_Task directions_. Without the pictures, print each of the records below exactly as it appears.

_Recorded data_.

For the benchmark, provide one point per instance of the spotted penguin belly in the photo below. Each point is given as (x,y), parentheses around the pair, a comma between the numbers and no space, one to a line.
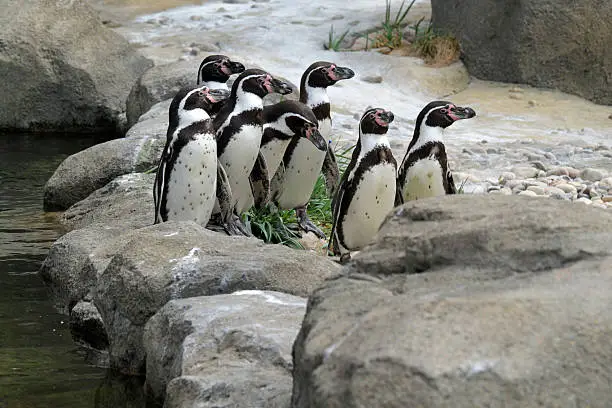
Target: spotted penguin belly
(192,183)
(238,159)
(373,200)
(301,175)
(424,179)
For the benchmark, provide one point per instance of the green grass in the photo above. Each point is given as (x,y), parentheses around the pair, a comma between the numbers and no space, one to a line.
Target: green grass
(279,226)
(333,42)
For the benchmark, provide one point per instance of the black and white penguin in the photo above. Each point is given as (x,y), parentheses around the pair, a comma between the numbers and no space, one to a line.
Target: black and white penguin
(239,127)
(185,186)
(424,172)
(283,122)
(366,193)
(303,161)
(215,70)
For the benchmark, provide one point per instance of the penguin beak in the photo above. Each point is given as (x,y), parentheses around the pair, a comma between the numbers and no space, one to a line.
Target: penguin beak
(312,133)
(278,86)
(217,95)
(343,73)
(236,67)
(459,113)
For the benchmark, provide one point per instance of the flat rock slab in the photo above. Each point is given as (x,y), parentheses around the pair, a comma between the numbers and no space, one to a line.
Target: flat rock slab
(179,260)
(227,350)
(463,302)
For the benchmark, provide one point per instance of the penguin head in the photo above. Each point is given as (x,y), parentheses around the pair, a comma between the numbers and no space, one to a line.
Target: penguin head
(260,83)
(443,114)
(194,104)
(218,68)
(375,121)
(322,74)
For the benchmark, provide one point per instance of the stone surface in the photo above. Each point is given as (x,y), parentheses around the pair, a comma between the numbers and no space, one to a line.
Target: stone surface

_Task output_.
For the benchmark, provide one point per instance of the spotted penguin belly in the photo below. Each point is given as (x,y), parentheses around the pair, a comma between the numbers and no space, one to a line.
Target: spotted penguin belly
(192,183)
(238,159)
(373,200)
(301,175)
(424,179)
For the benchmark, provide one point per instance of the green grass in the photo above. Each point is given as (x,y), parentheses around the pair, a comma between the numbers and no space, one to a line.
Target: green grass
(279,226)
(333,42)
For the benchmark, provide one point per instance of the black and white penguin in the photo above. Each point is given as (x,y), parentheses around the pair, a comma between the numbers and no space, one to a line.
Target: black and white penguin
(239,127)
(185,186)
(424,172)
(283,122)
(366,193)
(303,161)
(215,70)
For the benchmark, provide one point per instance of the penguin beak in the photo above. Each point is given as (x,y), parentheses around the pair, a comma between the numbers and no space, one to a line.
Target: penguin beak
(312,133)
(278,86)
(217,95)
(343,73)
(236,67)
(459,113)
For the benchmark, provide one point per instance of the flat rock slab in the photo above. Each point is given as (x,y), parentheses around the pair, a comma between the numbers and no space, one to a line.
Target: flat rock slab
(179,260)
(227,350)
(463,302)
For the benchmark, provide one point per instance of the penguin head in the photo above. Each point is given as (x,y), parentheses around the pair, a comma between the numbers and no space, one to a line.
Target: penguin head
(260,83)
(443,114)
(194,104)
(218,68)
(375,121)
(322,74)
For the benchmark, provide one point per instance of the stone surface in the photo above. Each point is given as (x,y), parentheses around the pair, a comma between the numbers and no space, one to a line.
Target: stone surface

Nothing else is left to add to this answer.